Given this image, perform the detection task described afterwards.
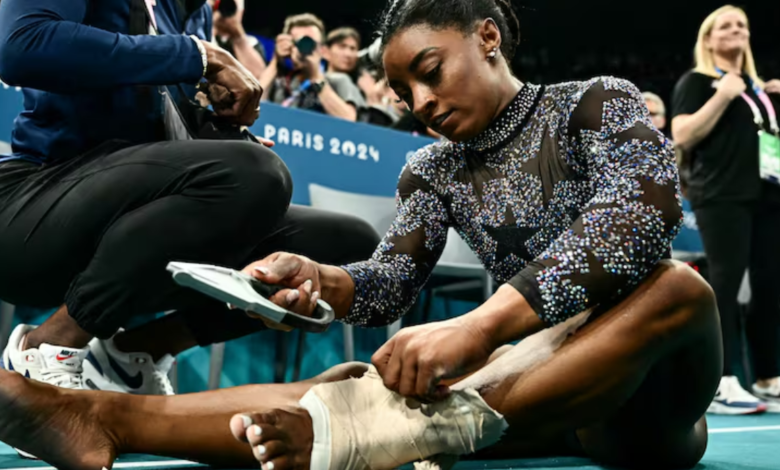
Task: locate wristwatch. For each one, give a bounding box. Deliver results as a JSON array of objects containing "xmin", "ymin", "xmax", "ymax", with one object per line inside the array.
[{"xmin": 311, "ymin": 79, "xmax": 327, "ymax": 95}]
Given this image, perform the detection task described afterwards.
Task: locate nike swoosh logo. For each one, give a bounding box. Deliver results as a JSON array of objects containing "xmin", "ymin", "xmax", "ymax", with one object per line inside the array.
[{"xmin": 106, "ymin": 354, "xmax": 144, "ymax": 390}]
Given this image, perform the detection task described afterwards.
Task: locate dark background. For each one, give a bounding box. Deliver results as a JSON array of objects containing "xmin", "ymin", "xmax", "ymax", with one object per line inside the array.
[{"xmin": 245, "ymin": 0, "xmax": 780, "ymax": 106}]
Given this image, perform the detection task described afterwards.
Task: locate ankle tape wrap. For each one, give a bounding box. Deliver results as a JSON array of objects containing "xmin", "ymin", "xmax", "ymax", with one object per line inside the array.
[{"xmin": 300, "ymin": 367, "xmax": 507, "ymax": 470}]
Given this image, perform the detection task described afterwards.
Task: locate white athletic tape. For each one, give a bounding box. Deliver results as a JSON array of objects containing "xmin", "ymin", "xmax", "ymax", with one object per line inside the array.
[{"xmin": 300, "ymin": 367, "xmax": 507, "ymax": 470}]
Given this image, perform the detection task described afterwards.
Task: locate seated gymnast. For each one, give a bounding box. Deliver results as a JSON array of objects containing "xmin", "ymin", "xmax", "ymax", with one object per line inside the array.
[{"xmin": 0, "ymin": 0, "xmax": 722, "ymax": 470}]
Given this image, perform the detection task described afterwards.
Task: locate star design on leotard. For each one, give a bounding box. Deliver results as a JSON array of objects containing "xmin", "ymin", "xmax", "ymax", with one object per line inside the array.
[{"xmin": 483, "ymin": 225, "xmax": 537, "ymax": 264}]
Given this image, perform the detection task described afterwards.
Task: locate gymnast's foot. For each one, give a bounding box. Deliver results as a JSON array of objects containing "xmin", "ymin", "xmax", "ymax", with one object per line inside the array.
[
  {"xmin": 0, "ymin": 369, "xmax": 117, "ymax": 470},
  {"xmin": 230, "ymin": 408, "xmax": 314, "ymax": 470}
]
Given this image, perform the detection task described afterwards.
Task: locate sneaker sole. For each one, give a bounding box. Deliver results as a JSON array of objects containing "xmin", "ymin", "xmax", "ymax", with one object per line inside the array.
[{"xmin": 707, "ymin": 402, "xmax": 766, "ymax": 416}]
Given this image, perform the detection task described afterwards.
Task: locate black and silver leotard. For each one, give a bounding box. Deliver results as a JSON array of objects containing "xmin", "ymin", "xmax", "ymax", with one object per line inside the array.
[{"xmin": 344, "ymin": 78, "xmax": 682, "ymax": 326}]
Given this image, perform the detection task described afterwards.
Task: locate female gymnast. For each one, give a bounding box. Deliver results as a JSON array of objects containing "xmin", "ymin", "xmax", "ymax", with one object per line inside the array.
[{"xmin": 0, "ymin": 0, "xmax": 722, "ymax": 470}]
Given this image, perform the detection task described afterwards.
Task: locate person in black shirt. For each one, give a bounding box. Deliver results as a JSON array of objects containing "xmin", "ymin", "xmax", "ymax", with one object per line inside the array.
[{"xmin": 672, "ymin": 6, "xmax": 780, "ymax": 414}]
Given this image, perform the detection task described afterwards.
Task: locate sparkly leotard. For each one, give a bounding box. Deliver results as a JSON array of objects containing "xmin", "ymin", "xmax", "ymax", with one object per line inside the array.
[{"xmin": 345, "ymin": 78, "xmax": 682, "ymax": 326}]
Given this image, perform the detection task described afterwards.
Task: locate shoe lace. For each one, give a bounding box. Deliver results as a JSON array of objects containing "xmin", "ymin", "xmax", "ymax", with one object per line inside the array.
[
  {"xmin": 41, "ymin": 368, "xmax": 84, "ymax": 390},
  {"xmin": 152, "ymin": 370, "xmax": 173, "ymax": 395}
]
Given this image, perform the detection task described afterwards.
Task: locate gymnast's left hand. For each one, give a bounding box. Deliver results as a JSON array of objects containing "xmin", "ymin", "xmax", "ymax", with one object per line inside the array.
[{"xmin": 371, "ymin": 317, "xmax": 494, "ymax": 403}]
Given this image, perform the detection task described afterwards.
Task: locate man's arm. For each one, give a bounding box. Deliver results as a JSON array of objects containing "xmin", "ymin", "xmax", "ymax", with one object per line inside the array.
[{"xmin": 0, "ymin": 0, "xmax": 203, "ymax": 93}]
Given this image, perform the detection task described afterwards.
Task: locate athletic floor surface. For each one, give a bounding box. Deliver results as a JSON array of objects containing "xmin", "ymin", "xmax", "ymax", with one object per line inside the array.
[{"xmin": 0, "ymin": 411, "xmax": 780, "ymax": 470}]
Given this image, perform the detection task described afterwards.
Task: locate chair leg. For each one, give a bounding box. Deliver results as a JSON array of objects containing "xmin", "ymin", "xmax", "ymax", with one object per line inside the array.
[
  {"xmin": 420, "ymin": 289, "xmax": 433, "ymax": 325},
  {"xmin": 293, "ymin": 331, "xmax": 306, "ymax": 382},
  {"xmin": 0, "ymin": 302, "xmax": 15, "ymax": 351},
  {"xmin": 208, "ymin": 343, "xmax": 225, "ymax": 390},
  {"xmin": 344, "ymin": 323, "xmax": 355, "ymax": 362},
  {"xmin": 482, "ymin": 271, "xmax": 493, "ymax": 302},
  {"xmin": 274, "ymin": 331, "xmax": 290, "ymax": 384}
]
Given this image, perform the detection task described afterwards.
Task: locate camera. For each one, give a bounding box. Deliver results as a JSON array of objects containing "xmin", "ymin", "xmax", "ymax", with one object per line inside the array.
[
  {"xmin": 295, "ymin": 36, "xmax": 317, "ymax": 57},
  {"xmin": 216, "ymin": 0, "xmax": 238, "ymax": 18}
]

::::::

• **Exercise description**
Count the lines in the material above that contain the string "gymnast", treating uppercase and lowercase letters as distinct, and give only the number.

• **Full answer**
4